◆ **WHAT THE TASK REQUIRES**: When you print the material, keep every line identical to the original.

** INFORMATION PROVIDED follows **

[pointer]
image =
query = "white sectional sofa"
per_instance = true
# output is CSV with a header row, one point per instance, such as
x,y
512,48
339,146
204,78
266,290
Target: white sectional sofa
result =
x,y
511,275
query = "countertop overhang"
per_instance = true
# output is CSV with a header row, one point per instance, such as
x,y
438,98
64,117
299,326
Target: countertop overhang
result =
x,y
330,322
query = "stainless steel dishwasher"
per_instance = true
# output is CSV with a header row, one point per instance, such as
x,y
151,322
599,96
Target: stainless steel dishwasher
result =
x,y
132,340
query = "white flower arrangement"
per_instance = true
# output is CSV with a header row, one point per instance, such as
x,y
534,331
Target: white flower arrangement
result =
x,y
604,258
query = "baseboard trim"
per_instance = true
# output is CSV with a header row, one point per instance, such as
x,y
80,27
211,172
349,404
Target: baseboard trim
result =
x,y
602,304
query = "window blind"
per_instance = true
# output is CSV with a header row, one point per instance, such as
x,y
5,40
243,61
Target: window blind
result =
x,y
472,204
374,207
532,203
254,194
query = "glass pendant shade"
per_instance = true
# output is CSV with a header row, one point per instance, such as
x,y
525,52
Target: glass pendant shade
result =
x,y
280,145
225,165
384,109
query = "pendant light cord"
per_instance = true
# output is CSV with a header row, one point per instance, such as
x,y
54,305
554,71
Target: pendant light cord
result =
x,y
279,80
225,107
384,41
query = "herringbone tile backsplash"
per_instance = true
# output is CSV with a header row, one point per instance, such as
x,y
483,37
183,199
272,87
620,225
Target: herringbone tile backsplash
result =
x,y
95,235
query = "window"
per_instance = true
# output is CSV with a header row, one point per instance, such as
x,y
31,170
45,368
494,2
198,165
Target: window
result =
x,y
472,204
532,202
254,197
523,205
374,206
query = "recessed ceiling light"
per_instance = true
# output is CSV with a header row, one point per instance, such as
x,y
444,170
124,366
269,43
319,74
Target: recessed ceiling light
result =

** End of INFORMATION PROVIDED **

◆ **EXERCISE SOLUTION**:
[pointer]
image =
query = "white sectional sofa"
per_instance = true
# output is CSV with a header row, one point per instance, such as
x,y
512,48
339,146
204,78
266,290
Target: white sectional sofa
result =
x,y
511,275
query = "countertop overhang"
per_instance = true
# output is CSV with a header row, one point per instance, such as
x,y
438,98
64,117
299,326
Target: countertop overhang
result =
x,y
330,322
query = "stainless steel dishwasher"
per_instance = true
# output is CSV with a header row, one point per instance, such as
x,y
151,322
599,96
Target: stainless steel dishwasher
result =
x,y
132,340
query = "white flower arrangement"
per_instance = true
# output is CSV with a header row, one point per instance, such as
x,y
534,331
Target: white flower arrangement
result =
x,y
604,258
query = "baseboard trim"
per_instance = true
# output is CSV with a header row, one point per instance, such as
x,y
80,27
211,172
349,404
Target: baseboard trim
result =
x,y
602,304
query = "window blind"
per_instance = true
# output is CSV with a header row, one point per instance, such as
x,y
5,40
243,61
Target: window blind
result =
x,y
472,204
374,207
532,203
254,194
query = "glass pendant shade"
per_instance = true
# output is CSV with a header row, one point per instance, such as
x,y
525,52
Target: glass pendant shade
result =
x,y
280,145
225,165
384,109
query = "pendant light cord"
per_instance = true
# output is CSV with a header row, one point per instance, such as
x,y
54,305
554,71
Target: pendant light cord
result =
x,y
279,80
225,107
384,41
query = "herringbone tile backsplash"
per_instance = true
# output is CSV with a header row, one point per instance, such as
x,y
483,37
183,199
272,87
620,225
Target: herringbone tile backsplash
result =
x,y
95,235
query = "window"
per_instance = true
# output is CSV with a header row, one point per instance, such as
x,y
31,170
45,368
494,2
198,165
Target: window
result =
x,y
472,204
532,202
254,197
523,205
374,206
query = "recessed ceiling light"
per_instance = true
# output is CSV with a header row, one point per instance, such as
x,y
444,170
124,366
269,43
319,74
Target: recessed ceiling light
result =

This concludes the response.